**What the task asks:** Output only the lines that run from the one with "Query: spire" to the final line of the material, exactly as they are written.

● ● ●

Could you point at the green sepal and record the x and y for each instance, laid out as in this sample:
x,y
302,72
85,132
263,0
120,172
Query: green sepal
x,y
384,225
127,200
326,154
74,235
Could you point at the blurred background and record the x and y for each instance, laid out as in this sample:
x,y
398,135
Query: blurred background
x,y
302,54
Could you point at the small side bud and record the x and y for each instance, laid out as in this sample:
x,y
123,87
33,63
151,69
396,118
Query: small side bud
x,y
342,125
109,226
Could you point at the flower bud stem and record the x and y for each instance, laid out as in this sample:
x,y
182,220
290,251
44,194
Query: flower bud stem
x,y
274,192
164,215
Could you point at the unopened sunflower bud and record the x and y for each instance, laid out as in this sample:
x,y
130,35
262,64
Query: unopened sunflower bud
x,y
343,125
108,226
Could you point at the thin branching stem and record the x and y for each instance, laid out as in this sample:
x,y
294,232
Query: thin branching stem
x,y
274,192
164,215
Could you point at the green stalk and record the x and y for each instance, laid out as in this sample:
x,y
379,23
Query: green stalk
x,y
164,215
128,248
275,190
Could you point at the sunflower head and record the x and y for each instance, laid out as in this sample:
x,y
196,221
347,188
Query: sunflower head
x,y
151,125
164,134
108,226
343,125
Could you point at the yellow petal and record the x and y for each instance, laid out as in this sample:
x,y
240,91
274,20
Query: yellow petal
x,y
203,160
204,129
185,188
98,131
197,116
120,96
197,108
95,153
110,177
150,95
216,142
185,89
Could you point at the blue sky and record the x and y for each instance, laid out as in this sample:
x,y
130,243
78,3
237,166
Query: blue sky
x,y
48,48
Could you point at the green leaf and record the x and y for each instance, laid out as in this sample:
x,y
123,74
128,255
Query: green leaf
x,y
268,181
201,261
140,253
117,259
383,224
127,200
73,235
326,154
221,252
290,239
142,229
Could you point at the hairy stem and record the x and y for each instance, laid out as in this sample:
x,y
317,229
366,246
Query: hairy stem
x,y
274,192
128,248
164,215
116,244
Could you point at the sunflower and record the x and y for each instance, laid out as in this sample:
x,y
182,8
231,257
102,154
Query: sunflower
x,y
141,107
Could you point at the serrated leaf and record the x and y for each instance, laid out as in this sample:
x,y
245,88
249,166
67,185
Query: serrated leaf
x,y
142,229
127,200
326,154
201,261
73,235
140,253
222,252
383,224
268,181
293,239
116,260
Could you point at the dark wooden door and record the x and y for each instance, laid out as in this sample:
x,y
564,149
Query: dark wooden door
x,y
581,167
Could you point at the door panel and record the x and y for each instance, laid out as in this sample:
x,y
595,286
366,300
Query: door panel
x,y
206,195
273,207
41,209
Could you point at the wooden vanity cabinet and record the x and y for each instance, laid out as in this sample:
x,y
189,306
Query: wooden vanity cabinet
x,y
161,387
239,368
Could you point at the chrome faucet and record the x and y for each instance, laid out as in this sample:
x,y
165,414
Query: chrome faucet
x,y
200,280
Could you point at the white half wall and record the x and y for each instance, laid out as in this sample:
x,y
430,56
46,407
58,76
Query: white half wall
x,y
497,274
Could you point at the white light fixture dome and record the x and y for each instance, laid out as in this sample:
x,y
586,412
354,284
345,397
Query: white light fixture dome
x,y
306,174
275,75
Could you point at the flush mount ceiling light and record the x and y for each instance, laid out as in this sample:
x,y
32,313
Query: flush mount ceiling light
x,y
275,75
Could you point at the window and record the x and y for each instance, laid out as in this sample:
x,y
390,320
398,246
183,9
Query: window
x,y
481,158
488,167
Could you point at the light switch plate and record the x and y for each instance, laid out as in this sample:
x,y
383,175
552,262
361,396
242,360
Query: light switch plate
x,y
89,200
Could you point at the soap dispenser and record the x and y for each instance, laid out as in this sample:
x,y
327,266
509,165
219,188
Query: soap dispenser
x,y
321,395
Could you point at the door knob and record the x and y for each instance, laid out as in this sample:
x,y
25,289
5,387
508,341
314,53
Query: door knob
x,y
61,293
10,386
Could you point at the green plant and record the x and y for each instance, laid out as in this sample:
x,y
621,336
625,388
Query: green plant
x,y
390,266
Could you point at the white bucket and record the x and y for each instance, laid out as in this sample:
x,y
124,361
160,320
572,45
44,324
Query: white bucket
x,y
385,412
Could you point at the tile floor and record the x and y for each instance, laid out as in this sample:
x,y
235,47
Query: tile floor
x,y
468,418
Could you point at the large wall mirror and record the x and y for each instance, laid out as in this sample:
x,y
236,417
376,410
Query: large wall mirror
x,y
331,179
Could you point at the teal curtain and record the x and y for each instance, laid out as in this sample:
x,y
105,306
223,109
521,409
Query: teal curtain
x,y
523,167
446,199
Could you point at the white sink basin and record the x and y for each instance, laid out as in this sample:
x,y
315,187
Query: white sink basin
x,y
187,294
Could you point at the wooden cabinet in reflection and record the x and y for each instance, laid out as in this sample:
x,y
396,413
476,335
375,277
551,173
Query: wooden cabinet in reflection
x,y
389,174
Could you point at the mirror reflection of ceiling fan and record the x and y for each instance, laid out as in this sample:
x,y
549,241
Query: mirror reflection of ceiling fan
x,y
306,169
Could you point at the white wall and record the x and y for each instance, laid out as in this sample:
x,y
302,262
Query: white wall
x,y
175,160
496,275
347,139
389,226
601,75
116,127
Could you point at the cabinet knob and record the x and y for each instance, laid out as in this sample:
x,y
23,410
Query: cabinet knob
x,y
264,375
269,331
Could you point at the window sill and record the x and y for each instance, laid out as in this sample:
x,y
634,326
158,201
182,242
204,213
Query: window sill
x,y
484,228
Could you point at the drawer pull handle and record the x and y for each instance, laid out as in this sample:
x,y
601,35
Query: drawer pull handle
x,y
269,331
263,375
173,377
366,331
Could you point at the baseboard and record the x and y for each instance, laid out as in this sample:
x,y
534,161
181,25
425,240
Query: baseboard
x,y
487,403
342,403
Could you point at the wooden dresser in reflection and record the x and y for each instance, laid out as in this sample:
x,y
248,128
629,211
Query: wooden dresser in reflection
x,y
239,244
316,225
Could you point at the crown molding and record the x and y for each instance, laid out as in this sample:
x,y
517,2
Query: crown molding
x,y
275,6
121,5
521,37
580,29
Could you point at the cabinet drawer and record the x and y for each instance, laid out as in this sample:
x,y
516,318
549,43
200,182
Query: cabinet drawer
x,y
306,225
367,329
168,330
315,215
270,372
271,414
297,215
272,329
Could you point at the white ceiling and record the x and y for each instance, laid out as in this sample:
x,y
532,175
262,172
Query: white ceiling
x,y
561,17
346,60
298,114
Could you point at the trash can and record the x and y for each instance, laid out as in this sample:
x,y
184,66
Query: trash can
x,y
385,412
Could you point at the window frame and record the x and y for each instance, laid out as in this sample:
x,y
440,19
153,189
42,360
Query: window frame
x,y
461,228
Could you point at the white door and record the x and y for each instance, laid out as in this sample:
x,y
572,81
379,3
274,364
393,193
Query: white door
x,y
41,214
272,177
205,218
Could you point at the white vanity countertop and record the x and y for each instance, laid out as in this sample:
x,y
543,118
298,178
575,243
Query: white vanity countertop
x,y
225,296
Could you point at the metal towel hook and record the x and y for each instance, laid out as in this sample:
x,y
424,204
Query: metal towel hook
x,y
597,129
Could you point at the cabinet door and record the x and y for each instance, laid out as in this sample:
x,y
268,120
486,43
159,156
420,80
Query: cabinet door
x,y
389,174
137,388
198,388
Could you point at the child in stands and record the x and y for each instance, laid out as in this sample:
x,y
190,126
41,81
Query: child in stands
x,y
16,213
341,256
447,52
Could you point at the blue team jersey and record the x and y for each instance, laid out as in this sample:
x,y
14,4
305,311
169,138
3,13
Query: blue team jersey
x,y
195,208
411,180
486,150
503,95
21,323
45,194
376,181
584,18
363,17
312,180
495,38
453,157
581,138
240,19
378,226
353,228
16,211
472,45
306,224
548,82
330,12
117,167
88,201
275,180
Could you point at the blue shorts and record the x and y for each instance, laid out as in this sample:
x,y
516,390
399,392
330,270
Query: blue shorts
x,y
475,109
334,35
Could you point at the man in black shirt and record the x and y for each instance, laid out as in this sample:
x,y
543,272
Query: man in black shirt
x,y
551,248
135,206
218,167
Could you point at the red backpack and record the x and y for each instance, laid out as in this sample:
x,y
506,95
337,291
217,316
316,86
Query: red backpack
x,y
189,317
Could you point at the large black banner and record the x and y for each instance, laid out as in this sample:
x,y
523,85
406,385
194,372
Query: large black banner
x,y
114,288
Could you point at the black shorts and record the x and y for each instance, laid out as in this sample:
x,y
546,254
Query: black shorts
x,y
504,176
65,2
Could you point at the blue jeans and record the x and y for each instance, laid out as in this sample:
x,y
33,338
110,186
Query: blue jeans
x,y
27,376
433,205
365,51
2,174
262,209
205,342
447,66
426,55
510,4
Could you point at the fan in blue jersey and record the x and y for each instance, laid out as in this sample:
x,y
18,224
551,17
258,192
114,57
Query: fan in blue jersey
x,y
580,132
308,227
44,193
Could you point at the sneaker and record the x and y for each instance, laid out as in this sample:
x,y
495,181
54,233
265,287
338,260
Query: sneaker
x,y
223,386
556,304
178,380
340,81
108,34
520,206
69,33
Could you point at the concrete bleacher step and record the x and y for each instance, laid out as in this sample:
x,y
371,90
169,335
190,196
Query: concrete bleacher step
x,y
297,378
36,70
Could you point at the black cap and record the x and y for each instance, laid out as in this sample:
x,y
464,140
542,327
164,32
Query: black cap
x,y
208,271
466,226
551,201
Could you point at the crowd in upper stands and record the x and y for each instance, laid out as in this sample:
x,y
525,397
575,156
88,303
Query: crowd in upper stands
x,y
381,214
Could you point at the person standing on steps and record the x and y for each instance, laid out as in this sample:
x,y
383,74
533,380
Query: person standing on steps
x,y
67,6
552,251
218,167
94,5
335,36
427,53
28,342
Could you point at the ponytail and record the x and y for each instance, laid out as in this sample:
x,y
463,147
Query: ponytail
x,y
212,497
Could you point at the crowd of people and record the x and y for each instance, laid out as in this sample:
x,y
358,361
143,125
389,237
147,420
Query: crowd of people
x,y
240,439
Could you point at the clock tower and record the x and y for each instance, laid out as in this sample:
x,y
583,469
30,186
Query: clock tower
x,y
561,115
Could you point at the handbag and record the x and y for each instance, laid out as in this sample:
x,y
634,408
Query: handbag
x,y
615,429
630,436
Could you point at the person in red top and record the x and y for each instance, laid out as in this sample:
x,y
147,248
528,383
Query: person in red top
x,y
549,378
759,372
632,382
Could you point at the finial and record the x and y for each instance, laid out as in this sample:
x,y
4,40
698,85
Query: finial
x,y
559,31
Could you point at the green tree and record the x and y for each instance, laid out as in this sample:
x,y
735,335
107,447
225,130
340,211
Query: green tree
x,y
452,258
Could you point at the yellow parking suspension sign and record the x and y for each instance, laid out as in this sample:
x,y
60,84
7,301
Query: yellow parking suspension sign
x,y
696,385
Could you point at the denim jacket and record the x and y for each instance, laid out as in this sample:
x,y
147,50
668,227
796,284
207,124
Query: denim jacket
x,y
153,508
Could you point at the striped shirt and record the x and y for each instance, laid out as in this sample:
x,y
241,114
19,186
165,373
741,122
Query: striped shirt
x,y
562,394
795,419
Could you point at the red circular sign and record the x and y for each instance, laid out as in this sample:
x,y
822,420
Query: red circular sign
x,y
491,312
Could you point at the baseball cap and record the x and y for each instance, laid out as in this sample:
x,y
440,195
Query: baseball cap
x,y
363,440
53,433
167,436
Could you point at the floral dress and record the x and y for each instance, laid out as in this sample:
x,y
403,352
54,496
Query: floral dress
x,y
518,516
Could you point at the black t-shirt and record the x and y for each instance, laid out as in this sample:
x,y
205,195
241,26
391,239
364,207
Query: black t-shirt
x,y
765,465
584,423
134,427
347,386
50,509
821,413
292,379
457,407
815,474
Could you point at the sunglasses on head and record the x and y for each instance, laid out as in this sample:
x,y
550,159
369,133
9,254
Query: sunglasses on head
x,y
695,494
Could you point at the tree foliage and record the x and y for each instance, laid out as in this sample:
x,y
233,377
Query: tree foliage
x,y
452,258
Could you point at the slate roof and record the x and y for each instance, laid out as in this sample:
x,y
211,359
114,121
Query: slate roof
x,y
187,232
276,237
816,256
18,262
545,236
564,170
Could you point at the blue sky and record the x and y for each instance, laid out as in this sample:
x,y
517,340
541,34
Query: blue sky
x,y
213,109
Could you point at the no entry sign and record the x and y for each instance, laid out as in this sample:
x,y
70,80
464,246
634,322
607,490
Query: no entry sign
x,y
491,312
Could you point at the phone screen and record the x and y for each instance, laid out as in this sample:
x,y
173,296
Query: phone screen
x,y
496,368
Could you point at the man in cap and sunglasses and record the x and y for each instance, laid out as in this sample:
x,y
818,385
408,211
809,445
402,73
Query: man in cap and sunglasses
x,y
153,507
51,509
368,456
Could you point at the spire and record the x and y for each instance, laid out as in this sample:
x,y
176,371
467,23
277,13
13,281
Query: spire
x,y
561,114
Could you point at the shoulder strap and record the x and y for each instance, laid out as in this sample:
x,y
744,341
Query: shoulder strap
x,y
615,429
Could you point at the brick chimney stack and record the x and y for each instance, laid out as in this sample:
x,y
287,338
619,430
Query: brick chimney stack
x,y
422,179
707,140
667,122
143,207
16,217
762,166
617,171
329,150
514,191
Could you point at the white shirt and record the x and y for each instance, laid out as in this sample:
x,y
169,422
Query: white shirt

● ● ●

**Exercise output:**
Query: spire
x,y
561,114
Could you point at the shoulder strap and record the x and y for each instance, laid out as in this sample:
x,y
744,341
Query: shoulder strap
x,y
615,429
Could you point at the brick chimney stack and record the x and y for each instance, laid out as in this sample:
x,y
287,338
619,430
Query: brick chimney stack
x,y
422,179
707,140
667,122
143,207
16,217
762,166
617,171
329,150
514,191
Could you point at the white shirt and record the x and y for each instance, laid out as in this sample:
x,y
169,422
Query: white shirt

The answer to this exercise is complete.